MATERIALS PROVIDED
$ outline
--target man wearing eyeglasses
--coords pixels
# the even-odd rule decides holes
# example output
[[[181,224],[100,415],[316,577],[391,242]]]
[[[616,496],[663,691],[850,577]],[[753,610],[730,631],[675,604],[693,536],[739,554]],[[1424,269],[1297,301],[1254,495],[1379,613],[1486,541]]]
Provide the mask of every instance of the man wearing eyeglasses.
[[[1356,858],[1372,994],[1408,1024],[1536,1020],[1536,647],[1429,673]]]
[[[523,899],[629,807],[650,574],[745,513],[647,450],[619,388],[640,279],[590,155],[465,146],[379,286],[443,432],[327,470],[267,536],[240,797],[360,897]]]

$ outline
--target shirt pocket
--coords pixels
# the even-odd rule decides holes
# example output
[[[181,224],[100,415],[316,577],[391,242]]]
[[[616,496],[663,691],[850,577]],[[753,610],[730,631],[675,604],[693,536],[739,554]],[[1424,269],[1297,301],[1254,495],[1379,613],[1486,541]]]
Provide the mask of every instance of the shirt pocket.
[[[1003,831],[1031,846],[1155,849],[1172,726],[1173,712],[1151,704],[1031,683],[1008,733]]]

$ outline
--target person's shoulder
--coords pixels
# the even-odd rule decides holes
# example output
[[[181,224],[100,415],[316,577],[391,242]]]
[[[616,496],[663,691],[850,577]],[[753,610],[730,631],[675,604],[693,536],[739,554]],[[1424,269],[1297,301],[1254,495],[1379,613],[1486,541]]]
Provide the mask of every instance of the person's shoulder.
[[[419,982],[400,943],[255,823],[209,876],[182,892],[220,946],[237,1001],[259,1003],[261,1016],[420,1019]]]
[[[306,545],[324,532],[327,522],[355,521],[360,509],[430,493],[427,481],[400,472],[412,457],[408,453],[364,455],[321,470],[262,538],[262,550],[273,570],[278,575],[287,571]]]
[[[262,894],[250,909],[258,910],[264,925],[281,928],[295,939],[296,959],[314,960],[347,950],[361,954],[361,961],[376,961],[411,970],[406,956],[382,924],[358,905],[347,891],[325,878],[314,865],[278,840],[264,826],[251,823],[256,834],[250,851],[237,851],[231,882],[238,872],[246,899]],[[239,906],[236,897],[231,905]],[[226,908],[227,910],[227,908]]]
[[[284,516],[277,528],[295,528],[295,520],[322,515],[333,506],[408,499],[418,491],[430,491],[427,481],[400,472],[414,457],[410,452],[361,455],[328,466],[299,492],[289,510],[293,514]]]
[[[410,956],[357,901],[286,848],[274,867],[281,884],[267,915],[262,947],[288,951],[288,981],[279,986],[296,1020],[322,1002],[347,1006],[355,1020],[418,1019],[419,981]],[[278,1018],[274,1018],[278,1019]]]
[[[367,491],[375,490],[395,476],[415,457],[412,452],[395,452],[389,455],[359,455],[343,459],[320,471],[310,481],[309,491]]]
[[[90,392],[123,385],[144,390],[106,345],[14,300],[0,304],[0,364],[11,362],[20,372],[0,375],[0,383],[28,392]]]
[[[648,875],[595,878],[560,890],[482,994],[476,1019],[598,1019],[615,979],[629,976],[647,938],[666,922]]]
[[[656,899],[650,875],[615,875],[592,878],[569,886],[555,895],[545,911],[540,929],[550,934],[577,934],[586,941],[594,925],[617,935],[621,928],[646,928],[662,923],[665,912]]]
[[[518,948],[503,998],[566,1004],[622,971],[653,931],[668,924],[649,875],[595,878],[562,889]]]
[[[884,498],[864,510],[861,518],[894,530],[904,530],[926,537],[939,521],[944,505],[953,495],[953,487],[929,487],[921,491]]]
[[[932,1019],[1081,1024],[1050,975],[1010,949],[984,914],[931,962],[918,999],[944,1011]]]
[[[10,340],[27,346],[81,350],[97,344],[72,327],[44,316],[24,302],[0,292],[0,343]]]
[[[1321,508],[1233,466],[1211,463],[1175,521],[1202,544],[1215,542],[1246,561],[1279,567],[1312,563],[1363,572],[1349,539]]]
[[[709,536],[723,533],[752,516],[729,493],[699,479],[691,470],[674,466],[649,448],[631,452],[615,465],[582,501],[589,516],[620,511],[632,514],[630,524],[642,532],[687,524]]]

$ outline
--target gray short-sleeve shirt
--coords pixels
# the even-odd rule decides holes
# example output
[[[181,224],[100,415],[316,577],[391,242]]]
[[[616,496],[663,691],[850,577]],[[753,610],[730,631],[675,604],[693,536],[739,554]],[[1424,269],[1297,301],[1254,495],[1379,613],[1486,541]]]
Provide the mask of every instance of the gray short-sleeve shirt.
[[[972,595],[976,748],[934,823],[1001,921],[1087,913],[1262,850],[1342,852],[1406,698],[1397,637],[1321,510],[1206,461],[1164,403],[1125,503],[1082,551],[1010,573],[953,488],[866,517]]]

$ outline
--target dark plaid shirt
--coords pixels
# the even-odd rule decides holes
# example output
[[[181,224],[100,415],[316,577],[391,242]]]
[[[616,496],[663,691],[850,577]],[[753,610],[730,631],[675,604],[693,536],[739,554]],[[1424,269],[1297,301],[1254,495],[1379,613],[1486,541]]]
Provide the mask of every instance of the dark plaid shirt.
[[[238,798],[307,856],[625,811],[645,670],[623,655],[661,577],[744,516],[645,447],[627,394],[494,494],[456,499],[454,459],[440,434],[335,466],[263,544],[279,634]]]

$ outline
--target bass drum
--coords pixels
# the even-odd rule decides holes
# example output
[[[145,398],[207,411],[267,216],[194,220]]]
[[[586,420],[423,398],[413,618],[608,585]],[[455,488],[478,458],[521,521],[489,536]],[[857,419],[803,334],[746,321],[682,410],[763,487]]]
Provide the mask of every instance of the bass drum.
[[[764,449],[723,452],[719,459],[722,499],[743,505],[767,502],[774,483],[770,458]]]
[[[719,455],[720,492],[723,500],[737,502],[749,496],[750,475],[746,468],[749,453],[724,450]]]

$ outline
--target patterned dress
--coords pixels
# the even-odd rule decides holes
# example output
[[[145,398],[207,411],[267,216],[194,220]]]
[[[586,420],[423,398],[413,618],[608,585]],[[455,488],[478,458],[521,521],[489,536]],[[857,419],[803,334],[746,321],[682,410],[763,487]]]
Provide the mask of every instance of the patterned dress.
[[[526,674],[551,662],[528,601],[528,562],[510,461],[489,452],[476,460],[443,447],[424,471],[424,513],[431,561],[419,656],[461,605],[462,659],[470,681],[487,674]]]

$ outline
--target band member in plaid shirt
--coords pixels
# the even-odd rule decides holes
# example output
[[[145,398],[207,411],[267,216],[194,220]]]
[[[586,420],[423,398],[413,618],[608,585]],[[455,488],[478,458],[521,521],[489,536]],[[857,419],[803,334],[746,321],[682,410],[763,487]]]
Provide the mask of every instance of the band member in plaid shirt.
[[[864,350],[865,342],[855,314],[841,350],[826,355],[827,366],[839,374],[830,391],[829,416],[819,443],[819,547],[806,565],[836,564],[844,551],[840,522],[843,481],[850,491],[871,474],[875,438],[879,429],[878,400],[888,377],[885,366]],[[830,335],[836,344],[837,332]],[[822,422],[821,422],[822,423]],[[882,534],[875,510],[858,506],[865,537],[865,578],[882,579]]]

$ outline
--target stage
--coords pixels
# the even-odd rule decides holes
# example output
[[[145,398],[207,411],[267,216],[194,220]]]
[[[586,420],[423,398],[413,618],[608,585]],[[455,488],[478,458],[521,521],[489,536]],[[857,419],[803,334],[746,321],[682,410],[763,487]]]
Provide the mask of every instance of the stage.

PROBLEM TO WORK ON
Lines in the data that include the word "target" should all be copied.

OUTPUT OF THE EXERCISE
--target man wearing eyeglasses
--target shirt pocket
--target person's shoulder
--target gray short-sleeve shirt
--target dark plaid shirt
--target bass drum
--target patterned dress
--target band member in plaid shirt
--target stage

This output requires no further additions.